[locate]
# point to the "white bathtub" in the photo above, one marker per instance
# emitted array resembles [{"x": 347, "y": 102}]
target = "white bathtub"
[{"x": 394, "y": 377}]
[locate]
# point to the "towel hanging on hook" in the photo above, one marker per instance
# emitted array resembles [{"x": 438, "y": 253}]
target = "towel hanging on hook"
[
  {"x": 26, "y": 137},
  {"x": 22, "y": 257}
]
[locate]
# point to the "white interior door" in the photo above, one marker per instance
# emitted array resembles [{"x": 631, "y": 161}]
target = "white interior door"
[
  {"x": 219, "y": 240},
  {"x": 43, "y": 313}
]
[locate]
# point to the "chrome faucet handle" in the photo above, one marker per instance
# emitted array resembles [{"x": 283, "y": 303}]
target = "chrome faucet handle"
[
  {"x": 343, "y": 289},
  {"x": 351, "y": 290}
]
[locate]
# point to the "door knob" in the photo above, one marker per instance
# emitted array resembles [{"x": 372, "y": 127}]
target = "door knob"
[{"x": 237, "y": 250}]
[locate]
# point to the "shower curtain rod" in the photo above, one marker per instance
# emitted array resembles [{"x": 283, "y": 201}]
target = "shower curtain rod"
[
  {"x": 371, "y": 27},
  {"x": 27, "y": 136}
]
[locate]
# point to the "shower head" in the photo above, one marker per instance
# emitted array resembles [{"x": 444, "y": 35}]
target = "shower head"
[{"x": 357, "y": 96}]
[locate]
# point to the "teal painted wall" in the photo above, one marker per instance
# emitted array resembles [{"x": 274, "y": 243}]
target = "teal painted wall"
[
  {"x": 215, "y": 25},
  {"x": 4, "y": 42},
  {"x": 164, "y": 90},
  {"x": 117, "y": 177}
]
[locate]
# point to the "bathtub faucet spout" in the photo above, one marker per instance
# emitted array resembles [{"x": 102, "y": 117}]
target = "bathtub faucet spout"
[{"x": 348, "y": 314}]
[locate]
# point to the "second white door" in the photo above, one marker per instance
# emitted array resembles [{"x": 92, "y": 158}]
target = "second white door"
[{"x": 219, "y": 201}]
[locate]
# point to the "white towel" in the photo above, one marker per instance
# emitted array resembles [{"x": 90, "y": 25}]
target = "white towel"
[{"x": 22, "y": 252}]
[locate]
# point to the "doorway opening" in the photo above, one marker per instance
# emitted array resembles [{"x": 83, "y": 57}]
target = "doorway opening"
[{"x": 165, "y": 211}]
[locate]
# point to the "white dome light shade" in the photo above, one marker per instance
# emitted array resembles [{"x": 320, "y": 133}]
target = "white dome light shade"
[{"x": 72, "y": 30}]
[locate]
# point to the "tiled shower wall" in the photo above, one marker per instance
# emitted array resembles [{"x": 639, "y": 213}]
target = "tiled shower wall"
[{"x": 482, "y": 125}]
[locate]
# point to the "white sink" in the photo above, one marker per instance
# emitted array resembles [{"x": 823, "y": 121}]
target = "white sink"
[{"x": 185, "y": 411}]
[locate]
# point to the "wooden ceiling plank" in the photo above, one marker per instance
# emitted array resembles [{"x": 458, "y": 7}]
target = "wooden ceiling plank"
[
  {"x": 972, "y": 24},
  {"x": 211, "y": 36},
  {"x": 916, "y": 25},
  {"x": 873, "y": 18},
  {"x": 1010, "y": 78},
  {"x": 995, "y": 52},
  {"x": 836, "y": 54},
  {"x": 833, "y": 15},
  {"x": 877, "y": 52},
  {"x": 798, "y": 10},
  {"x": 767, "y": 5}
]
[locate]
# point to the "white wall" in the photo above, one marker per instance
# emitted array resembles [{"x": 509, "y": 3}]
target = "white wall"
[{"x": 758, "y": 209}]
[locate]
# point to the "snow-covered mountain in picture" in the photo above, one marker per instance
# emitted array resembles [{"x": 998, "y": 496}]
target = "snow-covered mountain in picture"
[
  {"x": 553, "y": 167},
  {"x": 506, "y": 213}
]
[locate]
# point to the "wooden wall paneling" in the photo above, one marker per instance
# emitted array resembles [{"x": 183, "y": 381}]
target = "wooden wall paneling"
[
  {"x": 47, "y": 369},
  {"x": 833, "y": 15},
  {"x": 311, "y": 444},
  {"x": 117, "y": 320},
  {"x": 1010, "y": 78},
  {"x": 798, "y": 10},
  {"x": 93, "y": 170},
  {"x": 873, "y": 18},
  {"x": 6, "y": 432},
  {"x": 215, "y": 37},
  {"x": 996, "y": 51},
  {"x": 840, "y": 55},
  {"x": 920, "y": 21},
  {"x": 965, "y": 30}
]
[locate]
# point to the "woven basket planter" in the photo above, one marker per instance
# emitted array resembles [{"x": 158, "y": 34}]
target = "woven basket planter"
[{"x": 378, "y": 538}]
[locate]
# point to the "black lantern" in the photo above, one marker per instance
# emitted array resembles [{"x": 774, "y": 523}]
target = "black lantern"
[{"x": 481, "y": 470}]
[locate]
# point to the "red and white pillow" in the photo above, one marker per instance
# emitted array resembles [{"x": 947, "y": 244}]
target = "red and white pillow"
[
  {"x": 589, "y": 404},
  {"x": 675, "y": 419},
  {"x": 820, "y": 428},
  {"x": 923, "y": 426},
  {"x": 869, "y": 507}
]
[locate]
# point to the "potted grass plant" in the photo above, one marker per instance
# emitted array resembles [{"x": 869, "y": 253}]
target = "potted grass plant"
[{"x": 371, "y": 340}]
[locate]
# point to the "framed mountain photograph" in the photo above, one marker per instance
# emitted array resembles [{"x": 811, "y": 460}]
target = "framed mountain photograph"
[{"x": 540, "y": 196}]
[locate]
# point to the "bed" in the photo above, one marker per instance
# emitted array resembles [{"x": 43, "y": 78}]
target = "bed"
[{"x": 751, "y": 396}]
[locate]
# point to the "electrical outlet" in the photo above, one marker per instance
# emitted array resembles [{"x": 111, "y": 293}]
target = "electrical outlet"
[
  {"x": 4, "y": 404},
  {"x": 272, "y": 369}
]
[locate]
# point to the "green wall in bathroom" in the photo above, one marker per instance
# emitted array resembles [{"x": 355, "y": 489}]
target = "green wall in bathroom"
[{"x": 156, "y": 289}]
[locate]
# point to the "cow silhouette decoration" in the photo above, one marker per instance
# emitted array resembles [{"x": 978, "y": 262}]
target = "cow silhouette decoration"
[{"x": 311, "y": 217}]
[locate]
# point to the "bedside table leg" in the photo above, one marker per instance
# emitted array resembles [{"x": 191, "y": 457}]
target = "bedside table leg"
------
__Work to do__
Gather every line in the items above that contains the word "spout".

__Output__
# point to the "bathtub faucet spout" in the photo above, one marker per instance
target = "bathtub faucet spout"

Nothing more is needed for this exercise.